Given exercise:
Answer the following from the article on the Lopez Torres decision:
(a) On what date did the Supreme Court issue its decision in New York State Board of Elections v. Lopez Torres?
(b) In what year did the Court decide California Democratic Party v. Jones?
(c) What did Proposition 198 change California's closed primaries to?

Article:
The Supreme Court's Recent Opinion in New York State Board of Elections v. Lopez Torres: A Wise Decision to Stop Meddling in the States' Primary Systems
By MARCI HAMILTON
|Thursday, Jan. 24, 2008|
On January 16, the U.S. Supreme Court issued its decision in New York State Board of Elections v. Lopez Torres. In that opinion, the Court made the right call by backing off from a First Amendment precipice it had previously constructed.
In its 2000 decision in California Democratic Party v. Jones, the Court came perilously close to micromanaging the politics of the states' primary systems for choosing candidates. Fortunately, this year, the Court has adopted a position that is more respectful toward the states and our system of federalism.
California Democratic Party v. Jones: The U.S. Supreme Court Tells California How to Run its Primaries
The Court's earlier decision in California Democratic Party v. Jones addressed California's Proposition 198, which had changed the state's closed primaries to a blanket primary system. Before Prop. 198, voters had voted solely for candidates in their chosen party. After Prop. 198, every voter received the same ballot with all candidates, regardless of party affiliation, listed. Party nominees were those who received the most votes within their party.

Source excerpt:
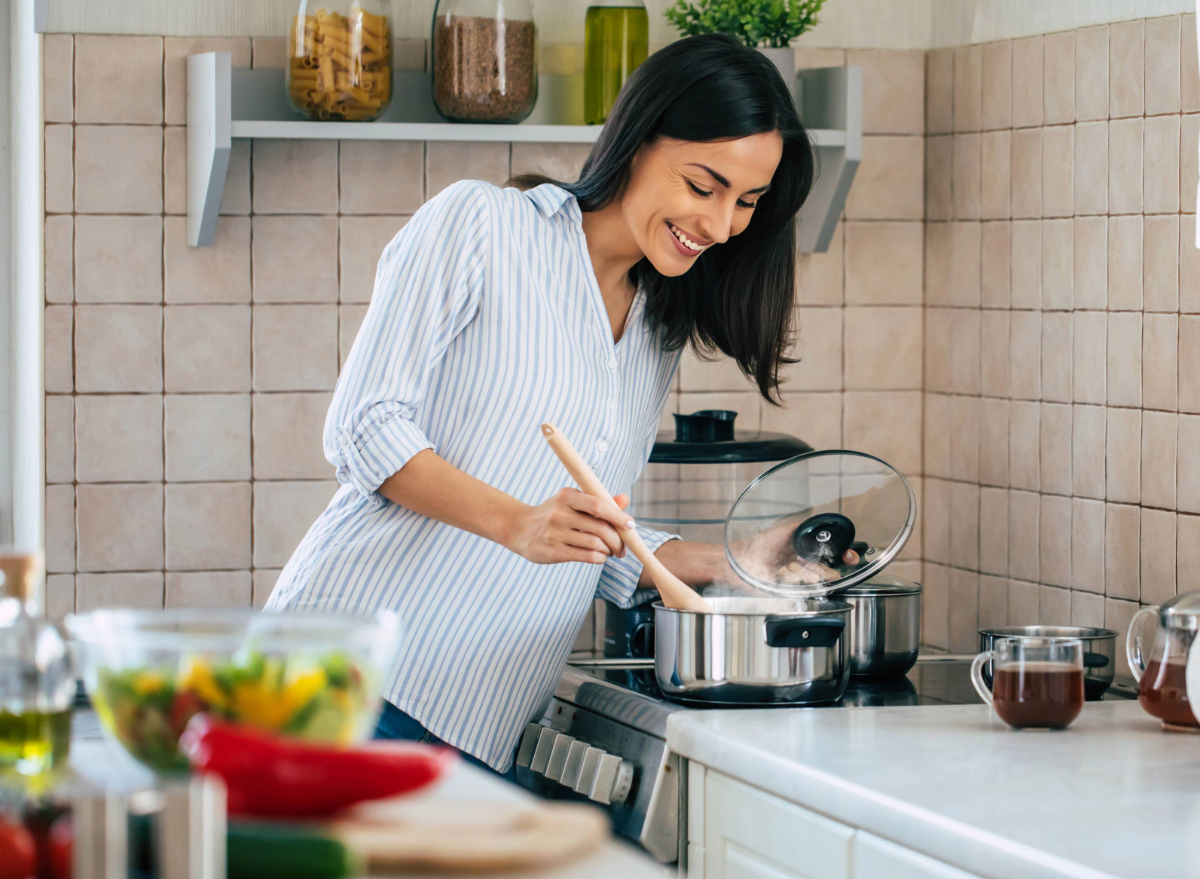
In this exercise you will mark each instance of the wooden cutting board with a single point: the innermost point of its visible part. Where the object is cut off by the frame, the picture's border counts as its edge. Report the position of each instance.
(448, 836)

Complete answer:
(a) January 16
(b) 2000
(c) A blanket primary system